30 Strange Photography Terms Every Photographer Knows
Some of the strangest photography terms explained, from circle of confusion to moiré patterns.
When I first started learning photography, I quickly realized photographers speak a strange language of their own. Conversations were filled with odd phrases like circle of confusion, focus breathing, and pixel peeping, terms that sounded more like science experiments than camera techniques. Over time I discovered that this unusual photography vocabulary actually describes real optical behavior, camera technology, and creative techniques that photographers use every day. In this article, I’m sharing 30 strange photography terms every photographer should know, from quirky slang like spray and pray to technical concepts like hyperfocal distance and chromatic aberration. If you’ve ever wondered what photographers are actually talking about, this guide will help decode some of the weirdest and most fascinating terms in photography. Welcome to the wonderful world of photography.
1. Circle of Confusion
Despite the funny name, this is a real optical concept. It describes how large a blurred point of light becomes before our eyes perceive it as out of focus. It’s one of the key ideas behind depth of field calculations.
2. Focus Breathing
Some lenses slightly change their focal length when you adjust focus. When filming video, the image appears to zoom in or out while focusing, which is called focus breathing.
3. The Sunny 16 Rule
An old-school exposure trick. On a sunny day, set your aperture to f/16 and shutter speed to the inverse of your ISO (ISO 100 → 1/100s). It’s a quick way to estimate exposure without a meter.
4. Reciprocity Failure
Film photography has a strange quirk: during very long exposures, film stops responding to light normally. This breakdown in predictable exposure is called reciprocity failure.
5. Lens Compression
When you use longer focal lengths, objects appear closer together than they really are. Mountains look stacked, backgrounds look huge, and portraits feel flatter.
6. T-Stop
While f-stops describe the mathematical aperture size, T-stops measure the actual amount of light that passes through a lens. That’s why cinema lenses use T-stops instead of f-stops.
7. Chromatic Aberration
When different wavelengths of light fail to focus at the same point, you may see purple, green, or blue color fringing along high-contrast edges.
8. Bokeh
A Japanese term describing the quality of out-of-focus blur in a photograph. Some lenses produce smooth, creamy bokeh, while others create busy or swirly backgrounds.
9. Onion Ring Bokeh
A strange bokeh artifact where highlights show concentric circular rings, often caused by modern aspherical lens elements.

◆ **EXERCISE REQUIREMENTS**:
A: Copy the photography-terms article starting at "4. Reciprocity Failure" and ending at "called reciprocity failure.", renaming "very long exposures" to "extended exposures".
B: According to the photography-terms article, why do cinema lenses use T-stops instead of f-stops?
The records have no connection to the text.

◆ **ROWS**:

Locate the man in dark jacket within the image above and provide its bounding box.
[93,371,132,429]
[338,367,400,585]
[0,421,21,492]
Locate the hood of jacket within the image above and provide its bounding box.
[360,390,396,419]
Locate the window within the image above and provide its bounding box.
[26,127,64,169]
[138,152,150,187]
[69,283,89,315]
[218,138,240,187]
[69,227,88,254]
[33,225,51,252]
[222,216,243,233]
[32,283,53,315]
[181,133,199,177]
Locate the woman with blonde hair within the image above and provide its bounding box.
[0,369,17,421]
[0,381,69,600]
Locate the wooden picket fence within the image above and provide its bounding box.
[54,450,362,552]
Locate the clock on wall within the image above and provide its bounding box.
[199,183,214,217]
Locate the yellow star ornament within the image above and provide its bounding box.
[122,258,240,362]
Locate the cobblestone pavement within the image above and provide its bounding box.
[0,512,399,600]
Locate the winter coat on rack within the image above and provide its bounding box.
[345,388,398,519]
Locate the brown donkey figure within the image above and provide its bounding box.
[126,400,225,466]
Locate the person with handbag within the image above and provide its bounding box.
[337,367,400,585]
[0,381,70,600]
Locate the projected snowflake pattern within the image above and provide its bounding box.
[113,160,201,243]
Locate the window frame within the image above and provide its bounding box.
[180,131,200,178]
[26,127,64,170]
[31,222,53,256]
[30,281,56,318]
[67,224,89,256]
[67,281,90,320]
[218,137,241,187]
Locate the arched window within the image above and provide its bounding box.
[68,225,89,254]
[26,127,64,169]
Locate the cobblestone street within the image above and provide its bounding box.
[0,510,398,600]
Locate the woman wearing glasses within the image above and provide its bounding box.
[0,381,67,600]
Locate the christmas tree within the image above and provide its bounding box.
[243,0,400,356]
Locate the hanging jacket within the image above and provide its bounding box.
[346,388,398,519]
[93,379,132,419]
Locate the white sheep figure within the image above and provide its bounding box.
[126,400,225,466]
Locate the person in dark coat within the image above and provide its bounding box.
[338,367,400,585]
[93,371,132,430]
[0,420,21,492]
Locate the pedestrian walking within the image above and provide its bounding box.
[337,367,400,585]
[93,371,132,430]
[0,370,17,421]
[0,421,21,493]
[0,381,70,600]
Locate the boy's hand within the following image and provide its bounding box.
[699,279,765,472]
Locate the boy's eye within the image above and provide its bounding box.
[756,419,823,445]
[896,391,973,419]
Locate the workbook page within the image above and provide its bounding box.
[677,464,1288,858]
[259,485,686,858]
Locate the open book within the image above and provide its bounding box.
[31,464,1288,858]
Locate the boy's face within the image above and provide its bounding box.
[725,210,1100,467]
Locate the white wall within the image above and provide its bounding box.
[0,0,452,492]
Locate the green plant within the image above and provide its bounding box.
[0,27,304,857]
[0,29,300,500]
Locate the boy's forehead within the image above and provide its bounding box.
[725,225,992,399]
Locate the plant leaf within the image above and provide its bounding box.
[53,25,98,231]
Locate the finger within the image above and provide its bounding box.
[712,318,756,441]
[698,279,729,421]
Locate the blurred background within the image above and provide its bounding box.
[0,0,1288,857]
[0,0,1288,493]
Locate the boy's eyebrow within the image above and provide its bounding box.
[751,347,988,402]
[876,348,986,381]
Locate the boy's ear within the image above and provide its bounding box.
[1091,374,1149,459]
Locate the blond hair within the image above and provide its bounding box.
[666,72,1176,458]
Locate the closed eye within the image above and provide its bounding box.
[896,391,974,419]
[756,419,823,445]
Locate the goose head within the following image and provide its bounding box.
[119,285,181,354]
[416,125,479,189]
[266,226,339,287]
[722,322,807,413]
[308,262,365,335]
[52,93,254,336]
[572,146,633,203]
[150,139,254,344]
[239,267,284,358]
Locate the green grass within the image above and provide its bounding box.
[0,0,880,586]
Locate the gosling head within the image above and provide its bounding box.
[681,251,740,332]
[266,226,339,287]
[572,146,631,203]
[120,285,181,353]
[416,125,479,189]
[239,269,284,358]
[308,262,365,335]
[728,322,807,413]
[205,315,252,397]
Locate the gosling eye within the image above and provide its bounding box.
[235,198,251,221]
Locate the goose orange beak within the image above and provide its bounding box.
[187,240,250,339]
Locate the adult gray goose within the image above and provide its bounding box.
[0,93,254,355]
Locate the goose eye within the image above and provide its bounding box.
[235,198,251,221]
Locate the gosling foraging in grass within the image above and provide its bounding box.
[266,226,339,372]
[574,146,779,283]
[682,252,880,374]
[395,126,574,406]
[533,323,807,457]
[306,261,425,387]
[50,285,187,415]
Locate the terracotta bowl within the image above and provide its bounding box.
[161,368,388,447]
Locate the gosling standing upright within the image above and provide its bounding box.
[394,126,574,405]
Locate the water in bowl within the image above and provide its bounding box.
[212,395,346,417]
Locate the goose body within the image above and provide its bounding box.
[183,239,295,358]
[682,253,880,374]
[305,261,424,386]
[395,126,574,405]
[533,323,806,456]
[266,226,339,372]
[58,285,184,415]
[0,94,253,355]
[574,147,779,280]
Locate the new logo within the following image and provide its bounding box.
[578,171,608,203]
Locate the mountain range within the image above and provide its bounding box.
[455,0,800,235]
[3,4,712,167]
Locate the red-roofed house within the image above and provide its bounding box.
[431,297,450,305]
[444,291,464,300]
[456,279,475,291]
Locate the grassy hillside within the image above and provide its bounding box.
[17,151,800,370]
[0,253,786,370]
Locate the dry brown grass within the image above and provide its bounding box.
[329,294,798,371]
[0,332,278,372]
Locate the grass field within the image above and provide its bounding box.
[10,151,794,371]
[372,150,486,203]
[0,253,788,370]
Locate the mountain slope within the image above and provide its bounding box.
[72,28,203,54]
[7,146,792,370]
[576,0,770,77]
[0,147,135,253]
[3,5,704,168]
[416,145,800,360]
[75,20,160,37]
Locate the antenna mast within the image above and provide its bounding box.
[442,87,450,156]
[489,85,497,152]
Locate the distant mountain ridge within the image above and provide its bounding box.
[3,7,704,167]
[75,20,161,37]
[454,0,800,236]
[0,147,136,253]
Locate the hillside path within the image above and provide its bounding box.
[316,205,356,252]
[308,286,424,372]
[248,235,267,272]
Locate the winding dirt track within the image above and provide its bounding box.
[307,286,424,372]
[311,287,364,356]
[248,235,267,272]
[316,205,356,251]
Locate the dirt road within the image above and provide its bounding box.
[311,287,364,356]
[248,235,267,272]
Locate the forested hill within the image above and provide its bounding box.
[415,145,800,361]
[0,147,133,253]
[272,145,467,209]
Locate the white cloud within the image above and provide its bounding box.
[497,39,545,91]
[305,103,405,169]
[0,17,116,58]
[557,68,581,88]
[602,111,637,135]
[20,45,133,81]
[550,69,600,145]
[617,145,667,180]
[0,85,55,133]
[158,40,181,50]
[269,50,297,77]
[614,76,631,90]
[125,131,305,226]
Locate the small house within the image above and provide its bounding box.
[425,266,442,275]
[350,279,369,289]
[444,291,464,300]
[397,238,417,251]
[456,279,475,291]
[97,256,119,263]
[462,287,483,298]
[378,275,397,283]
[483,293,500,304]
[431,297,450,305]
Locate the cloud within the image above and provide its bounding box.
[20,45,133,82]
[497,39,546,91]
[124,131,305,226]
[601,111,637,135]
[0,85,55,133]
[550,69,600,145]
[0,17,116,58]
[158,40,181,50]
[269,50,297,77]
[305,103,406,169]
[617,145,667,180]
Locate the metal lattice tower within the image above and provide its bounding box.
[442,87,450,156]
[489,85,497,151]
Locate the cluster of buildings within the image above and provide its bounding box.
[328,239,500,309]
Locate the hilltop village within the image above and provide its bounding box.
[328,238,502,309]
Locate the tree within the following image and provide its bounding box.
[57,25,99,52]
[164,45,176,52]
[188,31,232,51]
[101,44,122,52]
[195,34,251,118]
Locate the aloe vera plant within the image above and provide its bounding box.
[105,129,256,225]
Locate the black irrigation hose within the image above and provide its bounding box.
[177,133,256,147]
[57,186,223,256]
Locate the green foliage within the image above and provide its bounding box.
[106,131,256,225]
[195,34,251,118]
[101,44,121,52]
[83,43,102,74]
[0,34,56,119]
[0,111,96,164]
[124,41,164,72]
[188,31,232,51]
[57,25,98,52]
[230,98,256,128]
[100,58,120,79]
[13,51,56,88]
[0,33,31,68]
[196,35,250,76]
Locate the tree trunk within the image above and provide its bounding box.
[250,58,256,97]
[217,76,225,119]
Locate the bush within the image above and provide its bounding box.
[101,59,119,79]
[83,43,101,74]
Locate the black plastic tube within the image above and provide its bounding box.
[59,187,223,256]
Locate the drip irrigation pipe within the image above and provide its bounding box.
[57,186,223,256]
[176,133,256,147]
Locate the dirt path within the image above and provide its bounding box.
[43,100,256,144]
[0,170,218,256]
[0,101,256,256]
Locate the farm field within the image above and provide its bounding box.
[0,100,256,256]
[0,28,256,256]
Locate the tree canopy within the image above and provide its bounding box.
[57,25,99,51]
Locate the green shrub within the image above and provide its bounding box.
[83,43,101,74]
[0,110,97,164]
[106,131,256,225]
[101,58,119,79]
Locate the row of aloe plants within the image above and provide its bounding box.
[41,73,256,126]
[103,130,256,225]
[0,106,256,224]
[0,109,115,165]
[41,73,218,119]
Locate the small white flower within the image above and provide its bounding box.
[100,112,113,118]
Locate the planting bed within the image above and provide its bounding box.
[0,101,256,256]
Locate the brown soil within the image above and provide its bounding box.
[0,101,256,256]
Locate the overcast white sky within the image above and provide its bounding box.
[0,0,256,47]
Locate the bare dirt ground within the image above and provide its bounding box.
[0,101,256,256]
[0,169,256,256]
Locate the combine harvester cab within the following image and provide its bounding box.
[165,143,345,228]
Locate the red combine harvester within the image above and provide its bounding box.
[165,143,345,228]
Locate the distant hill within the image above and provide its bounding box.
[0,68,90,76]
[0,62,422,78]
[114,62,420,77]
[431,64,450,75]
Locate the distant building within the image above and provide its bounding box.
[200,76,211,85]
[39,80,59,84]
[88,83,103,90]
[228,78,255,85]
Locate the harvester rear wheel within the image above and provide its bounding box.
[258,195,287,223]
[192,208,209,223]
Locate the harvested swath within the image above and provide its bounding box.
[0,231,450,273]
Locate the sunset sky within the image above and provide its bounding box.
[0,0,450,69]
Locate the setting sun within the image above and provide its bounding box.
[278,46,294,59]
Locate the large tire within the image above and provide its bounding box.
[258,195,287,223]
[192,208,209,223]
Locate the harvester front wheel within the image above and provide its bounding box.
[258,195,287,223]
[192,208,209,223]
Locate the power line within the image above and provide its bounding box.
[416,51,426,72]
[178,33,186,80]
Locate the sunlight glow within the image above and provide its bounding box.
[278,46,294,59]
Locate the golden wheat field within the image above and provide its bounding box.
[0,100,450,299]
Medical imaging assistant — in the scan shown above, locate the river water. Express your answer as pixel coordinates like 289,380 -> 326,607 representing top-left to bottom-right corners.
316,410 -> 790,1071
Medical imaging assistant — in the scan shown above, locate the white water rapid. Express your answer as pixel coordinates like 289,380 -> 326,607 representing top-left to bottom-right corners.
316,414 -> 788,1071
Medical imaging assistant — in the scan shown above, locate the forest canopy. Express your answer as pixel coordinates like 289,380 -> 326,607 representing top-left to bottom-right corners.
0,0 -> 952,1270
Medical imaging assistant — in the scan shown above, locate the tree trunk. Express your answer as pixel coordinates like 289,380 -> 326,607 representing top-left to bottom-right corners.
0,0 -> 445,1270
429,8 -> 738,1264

◆ **EXPECTED ANSWERS**:
A:
4. Reciprocity Failure
Film photography has a strange quirk: during extended exposures, film stops responding to light normally. This breakdown in predictable exposure is called reciprocity failure.

B: F-stops describe only the mathematical aperture size. T-stops measure the actual amount of light that passes through the lens.